I wish generative AI (genAI) tools were truly useful. They’re not. I keep tinkering with the programs — ChatGPT, Meta AI, Gemini, etc., etc. Mind you, they look useful if you don’t know any better. Their answers sound plausible. But if you look closer, even if you forgive them for their hallucinations — that is, lies — you’ll see all too often that the answers they give are wrong.
If you’re operating at, say, a high-school-grade report level, genAI answers are fine. (Sorry, teachers.) But if you’re digging deep into a subject, which is where I live, it’s another story.
I know more than the average large language model (LLM) about subjects such as Linux and open-source software. What genAI can tell you about those subjects might sound right, but the deeper you dive into the details, the poorer the information.
Indeed, all too often, the end result is annoying and obnoxiously wrong. Worse still, it’s erratically wrong. If I could count on its answers being mediocre, but reasonably accurate, I could work around it. I can’t.
This isn’t just my take. As BusinessWeek reported, many serious GPT-4 users are finding it increasingly “lazier” and “dumber.” Others agree. As one person put it on Reddit recently, “ChatGPT 3 and 4 today are much less effective and helpful than when I signed up for pro 1 year ago.” That sounds about right.

_Exercise set_:
1. Rewrite the paragraph of the passage on generative AI tools that begins "I wish generative AI (genAI) tools were truly useful" as a short bulleted list that keeps its main facts.
2. Answer these questions from the passage on generative AI tools:
(a) At what level does the writer say genAI answers are fine?
(b) Which subjects does the writer claim to know more about than the average large language model?
(c) Which publication reported that serious GPT-4 users find it "lazier" and "dumber"?
3. Continue the passage on generative AI tools from its last sentence.
The items that come after this have no role in this exercise.

_Information_:
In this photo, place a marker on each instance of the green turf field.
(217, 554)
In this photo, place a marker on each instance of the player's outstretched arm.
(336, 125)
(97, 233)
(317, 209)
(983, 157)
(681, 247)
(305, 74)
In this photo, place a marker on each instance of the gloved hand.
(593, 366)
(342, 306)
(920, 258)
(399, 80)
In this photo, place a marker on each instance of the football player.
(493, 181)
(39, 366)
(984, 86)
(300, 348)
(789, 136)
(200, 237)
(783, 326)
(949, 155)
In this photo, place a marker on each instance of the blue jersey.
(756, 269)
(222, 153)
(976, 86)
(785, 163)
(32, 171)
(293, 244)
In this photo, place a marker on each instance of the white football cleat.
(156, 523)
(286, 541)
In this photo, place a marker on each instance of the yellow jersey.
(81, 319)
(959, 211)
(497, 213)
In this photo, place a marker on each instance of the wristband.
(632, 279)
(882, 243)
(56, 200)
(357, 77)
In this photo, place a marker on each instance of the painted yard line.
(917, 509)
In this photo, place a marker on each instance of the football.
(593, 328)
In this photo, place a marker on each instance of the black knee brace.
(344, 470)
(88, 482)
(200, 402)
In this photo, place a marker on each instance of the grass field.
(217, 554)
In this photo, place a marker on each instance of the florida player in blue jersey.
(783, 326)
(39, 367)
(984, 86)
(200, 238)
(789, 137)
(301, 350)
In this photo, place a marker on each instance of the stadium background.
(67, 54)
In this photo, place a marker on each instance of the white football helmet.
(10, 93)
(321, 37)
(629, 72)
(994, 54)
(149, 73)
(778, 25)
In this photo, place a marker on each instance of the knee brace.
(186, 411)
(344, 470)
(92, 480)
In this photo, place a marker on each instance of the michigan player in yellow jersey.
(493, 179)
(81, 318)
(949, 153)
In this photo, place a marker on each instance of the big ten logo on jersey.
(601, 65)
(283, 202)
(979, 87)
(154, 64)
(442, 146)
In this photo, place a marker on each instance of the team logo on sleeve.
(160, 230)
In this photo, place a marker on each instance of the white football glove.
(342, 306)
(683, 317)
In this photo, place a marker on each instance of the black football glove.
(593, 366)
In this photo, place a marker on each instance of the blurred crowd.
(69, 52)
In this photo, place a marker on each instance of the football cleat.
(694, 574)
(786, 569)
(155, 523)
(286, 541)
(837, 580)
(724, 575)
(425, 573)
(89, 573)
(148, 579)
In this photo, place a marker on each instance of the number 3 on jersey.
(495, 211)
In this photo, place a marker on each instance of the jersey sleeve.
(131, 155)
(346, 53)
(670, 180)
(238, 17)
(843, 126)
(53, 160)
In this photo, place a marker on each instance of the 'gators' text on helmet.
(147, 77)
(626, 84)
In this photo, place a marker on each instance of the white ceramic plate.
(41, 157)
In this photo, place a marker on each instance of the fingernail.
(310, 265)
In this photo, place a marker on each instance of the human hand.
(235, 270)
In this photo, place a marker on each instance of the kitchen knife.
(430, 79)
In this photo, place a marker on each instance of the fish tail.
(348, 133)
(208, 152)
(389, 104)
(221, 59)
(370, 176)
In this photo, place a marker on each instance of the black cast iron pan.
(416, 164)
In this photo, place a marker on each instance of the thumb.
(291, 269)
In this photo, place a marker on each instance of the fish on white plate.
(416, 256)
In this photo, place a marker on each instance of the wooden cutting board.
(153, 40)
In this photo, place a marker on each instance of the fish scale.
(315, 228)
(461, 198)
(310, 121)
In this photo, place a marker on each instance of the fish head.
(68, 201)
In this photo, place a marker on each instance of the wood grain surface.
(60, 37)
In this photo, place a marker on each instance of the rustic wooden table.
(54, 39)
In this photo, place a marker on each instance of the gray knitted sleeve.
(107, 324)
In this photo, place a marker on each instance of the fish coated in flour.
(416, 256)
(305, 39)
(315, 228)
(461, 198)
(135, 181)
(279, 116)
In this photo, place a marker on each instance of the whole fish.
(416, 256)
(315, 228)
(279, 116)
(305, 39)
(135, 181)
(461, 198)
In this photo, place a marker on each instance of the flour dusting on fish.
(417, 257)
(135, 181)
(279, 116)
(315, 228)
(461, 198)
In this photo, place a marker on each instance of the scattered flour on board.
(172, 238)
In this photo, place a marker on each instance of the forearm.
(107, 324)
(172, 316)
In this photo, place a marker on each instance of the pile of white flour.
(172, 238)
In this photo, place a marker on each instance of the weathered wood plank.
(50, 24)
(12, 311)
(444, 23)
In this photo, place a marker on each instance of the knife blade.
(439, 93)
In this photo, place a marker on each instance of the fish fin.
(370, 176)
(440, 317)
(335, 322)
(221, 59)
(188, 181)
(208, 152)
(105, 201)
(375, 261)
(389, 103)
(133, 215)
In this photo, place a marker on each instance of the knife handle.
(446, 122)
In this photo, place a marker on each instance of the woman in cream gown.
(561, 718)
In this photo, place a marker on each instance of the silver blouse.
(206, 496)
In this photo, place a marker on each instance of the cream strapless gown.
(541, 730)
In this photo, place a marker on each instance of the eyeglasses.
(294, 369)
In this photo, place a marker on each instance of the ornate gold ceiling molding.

_Outputs by task_:
1.
- The writer wishes genAI tools were truly useful, but says they are not.
- The writer keeps tinkering with programs such as ChatGPT, Meta AI and Gemini.
- The tools look useful to people who don't know better, and their answers sound plausible.
- On closer inspection, even setting aside hallucinations, their answers are too often wrong.

2.
(a) A high-school-grade report level.
(b) Linux and open-source software.
(c) BusinessWeek.

3.
In my book, even the best genAI chatbot, Perplexity, seems to be going downhill. One of the things I liked about Perplexity was that it would give me sources for its observations. I found it useful when I could think of it as a turbo-powered search engine. In the last few days, though, it’s been getting flaky, and I can no longer count on it pointing out where it found the information it repackaged for me.
Why is this happening? I’m not an AI developer, but I pay close attention to the field and see at least two major reasons they’re beginning to fail.
The first is the quality of the content used to create the major LLMs has never been that good. Many include material from such “quality” websites as Twitter, Reddit, and 4Chan.
As Google’s AI Overview showed earlier this year, the results can be dreadful. As MIT Technology Review noted, it came up with such poor quality answers as “users [shoud] add glue to pizza or eat at least one small rock a day, and that former US president Andrew Johnson earned university degrees between 1947 and 2012, despite dying in 1875.”
Unless you glue rocks into your pizza, those are silly, harmless examples, but if you need the right answer, it’s another matter entirely. Take, for example, the lawyer whose legal paperwork included information from AI-made-up cases. The judges were not amused.
If you want to sex chat with genAI tools, which appears to be one of the most popular uses for ChatGPT, accuracy probably doesn’t matter that much to you. Getting the right answers, though, is what matters to me and should matter to anyone who wants to use AI for business.
As the genAI giants continue searching for more data, this problem will only worsen. An Epoch AI study found that we’ll run out of high-quality data by as early as 2026.
That leads to the second problem. Today, more than ever, genAI-produced content is replacing expert human content. The result isn’t just that the bad data pushes out the good; it’s more insidious than that.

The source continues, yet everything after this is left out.